[start]

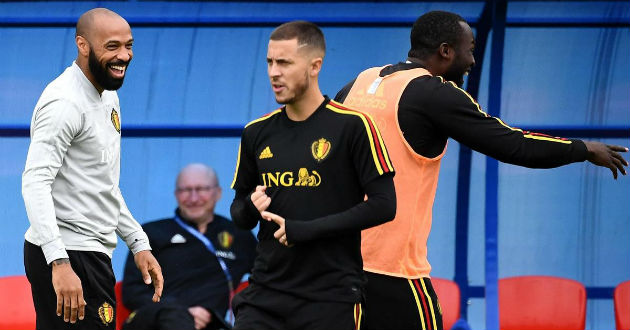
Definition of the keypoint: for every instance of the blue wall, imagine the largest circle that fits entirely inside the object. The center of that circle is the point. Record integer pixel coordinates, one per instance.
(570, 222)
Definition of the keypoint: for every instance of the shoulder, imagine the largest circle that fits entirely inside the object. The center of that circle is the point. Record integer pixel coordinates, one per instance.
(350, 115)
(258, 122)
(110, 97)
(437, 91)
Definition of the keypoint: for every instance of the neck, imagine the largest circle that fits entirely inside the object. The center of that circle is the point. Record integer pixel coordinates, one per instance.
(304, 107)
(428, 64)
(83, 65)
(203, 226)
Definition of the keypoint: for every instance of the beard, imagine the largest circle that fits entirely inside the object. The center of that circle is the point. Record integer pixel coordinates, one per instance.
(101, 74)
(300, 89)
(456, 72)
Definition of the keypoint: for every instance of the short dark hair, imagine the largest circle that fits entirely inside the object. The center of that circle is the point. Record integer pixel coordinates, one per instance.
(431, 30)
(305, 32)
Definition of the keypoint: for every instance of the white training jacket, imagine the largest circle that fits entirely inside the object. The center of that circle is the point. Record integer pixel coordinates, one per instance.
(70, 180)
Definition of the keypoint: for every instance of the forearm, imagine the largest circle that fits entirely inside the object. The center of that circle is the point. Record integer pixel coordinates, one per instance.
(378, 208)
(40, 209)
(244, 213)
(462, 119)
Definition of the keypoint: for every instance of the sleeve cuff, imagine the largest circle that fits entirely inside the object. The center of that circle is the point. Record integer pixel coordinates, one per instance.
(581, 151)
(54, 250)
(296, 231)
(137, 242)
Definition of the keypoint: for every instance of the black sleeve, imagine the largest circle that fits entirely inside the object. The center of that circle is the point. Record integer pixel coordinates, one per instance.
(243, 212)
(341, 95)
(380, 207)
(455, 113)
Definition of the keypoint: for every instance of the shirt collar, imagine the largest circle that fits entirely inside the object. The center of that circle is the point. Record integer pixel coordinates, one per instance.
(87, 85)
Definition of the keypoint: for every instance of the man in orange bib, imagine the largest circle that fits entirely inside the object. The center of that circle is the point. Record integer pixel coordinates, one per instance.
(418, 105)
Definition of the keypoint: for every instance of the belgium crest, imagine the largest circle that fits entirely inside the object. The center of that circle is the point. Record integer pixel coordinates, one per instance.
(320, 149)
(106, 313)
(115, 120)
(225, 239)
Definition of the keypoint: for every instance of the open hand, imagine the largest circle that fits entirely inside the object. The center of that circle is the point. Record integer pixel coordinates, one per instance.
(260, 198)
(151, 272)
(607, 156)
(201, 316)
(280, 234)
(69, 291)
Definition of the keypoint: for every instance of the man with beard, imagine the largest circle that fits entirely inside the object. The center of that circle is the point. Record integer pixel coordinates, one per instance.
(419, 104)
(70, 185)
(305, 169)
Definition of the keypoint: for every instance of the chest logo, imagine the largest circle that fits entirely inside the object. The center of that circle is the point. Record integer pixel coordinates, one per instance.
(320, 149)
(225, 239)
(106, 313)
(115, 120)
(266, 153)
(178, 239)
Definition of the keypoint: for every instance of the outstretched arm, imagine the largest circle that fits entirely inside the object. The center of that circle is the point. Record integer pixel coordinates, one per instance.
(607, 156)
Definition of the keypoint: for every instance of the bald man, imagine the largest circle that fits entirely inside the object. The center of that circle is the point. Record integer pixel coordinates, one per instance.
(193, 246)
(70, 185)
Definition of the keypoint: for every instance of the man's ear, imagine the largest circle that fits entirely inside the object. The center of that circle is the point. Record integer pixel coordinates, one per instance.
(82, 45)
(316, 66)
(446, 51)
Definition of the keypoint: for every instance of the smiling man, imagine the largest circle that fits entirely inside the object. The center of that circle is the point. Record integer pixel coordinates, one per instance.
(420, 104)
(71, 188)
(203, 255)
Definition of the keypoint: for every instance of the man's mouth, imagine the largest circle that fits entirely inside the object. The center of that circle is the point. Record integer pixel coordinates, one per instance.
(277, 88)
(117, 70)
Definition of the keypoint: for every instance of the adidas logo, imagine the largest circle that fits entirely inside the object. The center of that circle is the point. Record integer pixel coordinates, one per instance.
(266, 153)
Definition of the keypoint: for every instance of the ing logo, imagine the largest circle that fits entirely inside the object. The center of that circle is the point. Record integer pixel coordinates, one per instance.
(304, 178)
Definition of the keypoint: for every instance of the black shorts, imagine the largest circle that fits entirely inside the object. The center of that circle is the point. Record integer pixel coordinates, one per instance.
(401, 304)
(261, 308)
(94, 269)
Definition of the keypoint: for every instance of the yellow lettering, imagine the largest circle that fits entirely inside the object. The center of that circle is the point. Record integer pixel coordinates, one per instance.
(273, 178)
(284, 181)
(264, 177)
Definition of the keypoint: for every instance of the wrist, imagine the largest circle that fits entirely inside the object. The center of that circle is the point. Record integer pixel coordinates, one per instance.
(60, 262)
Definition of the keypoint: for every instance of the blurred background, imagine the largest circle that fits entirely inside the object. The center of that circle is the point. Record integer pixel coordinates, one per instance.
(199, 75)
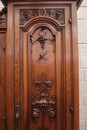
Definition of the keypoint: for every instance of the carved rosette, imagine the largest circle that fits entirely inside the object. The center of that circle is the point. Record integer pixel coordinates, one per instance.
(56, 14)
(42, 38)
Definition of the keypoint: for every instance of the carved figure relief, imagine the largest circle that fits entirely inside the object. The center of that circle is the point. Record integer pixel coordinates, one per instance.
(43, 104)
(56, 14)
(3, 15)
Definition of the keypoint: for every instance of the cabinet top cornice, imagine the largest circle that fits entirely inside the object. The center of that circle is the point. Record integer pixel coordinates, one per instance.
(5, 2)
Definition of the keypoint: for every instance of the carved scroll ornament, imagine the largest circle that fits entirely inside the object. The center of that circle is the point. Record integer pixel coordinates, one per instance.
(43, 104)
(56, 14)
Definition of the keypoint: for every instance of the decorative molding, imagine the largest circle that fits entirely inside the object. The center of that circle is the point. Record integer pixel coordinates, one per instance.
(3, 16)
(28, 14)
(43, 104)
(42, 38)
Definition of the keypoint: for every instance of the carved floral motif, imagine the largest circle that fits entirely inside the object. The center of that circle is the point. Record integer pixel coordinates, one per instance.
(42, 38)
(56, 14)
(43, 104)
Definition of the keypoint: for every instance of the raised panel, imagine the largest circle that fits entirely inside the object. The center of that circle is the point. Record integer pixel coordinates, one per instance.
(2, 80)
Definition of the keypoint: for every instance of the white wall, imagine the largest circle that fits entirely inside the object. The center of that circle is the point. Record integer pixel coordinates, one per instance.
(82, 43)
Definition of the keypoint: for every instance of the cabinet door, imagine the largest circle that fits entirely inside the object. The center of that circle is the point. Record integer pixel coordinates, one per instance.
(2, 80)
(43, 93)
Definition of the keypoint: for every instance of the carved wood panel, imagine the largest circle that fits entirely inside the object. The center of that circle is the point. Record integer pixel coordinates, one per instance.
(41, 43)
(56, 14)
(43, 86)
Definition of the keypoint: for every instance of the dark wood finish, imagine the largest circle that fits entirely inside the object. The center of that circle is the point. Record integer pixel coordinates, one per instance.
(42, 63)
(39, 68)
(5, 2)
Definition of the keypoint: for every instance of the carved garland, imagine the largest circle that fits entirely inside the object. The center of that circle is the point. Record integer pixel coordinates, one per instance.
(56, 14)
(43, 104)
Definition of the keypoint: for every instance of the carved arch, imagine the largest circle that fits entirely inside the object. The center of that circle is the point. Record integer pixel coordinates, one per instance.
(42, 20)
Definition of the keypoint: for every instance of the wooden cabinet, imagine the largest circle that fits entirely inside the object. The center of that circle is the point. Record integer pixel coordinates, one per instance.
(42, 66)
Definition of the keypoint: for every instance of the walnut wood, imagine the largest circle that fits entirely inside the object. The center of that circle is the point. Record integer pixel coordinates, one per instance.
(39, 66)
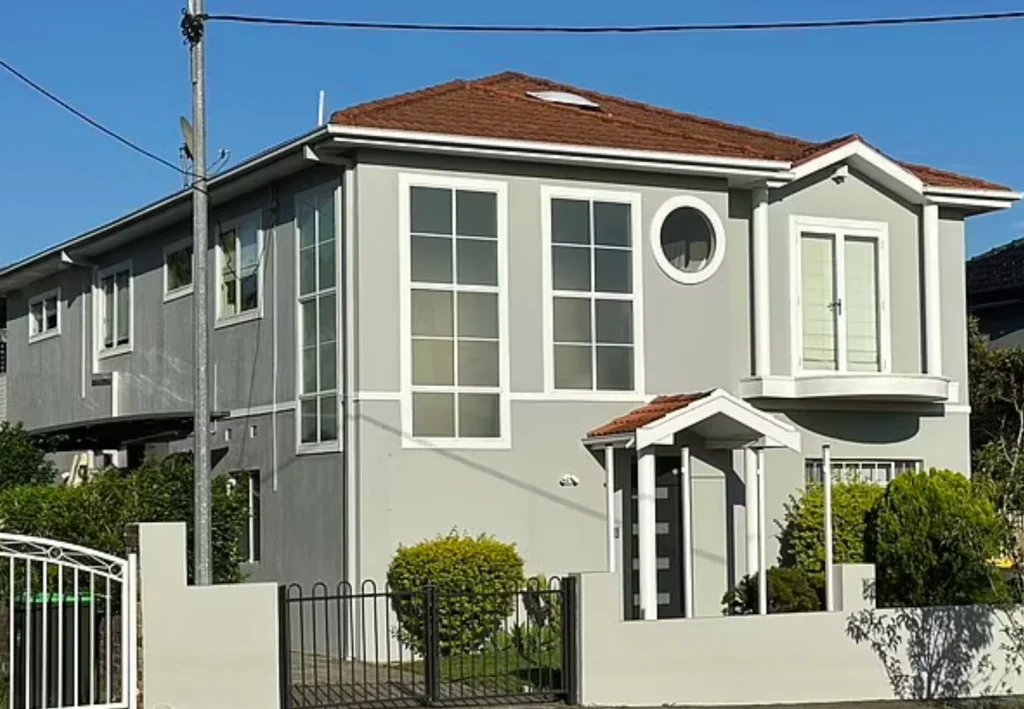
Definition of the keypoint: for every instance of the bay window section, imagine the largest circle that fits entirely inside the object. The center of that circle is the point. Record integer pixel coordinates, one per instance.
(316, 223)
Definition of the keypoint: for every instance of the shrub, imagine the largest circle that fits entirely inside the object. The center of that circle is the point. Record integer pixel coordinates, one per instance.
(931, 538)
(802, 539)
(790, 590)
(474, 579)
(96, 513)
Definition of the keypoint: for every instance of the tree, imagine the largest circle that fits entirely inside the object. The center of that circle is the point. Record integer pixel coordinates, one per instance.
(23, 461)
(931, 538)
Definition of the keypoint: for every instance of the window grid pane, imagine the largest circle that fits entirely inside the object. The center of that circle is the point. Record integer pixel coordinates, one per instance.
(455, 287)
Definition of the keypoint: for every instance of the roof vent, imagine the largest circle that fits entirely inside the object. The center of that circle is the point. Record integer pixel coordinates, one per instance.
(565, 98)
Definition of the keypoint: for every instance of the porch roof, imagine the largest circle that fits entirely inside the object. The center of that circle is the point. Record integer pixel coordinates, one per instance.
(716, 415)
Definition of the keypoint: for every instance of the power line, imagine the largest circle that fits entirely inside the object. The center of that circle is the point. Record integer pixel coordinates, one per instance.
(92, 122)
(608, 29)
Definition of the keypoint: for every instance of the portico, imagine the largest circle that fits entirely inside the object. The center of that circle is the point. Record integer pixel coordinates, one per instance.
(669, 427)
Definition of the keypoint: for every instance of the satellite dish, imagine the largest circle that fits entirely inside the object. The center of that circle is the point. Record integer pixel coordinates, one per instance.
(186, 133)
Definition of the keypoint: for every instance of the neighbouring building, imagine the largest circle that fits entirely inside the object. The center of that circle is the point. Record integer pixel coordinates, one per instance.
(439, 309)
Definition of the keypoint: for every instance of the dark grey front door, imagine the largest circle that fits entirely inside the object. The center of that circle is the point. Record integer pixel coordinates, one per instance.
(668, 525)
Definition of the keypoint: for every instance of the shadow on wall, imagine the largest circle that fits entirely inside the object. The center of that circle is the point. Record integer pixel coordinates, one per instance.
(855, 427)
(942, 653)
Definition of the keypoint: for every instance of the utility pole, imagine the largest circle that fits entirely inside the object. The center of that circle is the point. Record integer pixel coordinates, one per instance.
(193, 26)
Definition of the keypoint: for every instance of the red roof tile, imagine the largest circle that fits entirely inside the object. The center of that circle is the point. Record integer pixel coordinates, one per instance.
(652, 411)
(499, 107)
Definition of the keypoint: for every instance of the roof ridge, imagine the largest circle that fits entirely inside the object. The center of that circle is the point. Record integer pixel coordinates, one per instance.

[end]
[start]

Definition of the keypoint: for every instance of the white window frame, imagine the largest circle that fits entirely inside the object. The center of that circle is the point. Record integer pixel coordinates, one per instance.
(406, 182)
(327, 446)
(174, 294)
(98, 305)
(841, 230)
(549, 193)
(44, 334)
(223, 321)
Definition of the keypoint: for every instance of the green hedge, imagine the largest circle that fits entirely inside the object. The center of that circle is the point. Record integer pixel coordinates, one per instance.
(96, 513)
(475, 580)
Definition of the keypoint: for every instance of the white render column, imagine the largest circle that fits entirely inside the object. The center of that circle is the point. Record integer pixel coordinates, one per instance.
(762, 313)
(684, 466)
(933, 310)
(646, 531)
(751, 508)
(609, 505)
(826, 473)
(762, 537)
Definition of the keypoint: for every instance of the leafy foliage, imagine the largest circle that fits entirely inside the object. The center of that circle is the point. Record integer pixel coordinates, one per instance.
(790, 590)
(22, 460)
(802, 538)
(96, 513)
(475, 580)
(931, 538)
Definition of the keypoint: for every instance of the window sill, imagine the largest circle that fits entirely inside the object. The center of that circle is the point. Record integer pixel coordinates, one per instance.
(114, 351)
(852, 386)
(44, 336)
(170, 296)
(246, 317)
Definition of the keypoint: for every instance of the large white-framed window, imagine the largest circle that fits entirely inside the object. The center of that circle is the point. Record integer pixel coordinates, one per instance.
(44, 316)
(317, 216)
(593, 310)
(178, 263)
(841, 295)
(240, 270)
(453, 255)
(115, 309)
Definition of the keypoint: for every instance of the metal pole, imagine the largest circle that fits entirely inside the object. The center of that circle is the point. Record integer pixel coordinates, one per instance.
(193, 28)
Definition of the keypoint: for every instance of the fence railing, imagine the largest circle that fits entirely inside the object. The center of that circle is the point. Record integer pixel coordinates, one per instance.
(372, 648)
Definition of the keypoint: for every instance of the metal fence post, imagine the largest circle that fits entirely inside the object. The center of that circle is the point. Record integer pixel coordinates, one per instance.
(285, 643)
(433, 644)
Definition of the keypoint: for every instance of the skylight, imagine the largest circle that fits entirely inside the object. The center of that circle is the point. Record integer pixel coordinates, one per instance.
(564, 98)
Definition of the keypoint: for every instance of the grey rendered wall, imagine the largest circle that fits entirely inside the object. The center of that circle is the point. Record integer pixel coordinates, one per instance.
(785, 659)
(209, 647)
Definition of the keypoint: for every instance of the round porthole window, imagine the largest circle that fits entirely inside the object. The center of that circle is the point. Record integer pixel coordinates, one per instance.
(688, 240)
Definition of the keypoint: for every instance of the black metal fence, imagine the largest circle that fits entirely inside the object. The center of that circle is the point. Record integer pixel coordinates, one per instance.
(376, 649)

[end]

**THE PROBLEM:** Extract every line of the items above that contains the word "molding".

**SOLUTION TO THIS PROBLEM:**
Definition of the keypoint: for every instance of the decorative molding, imagine the largest circle that fits entirely inside the object. The center of that circle is the point. Record integer pixel coordinates, one per instance.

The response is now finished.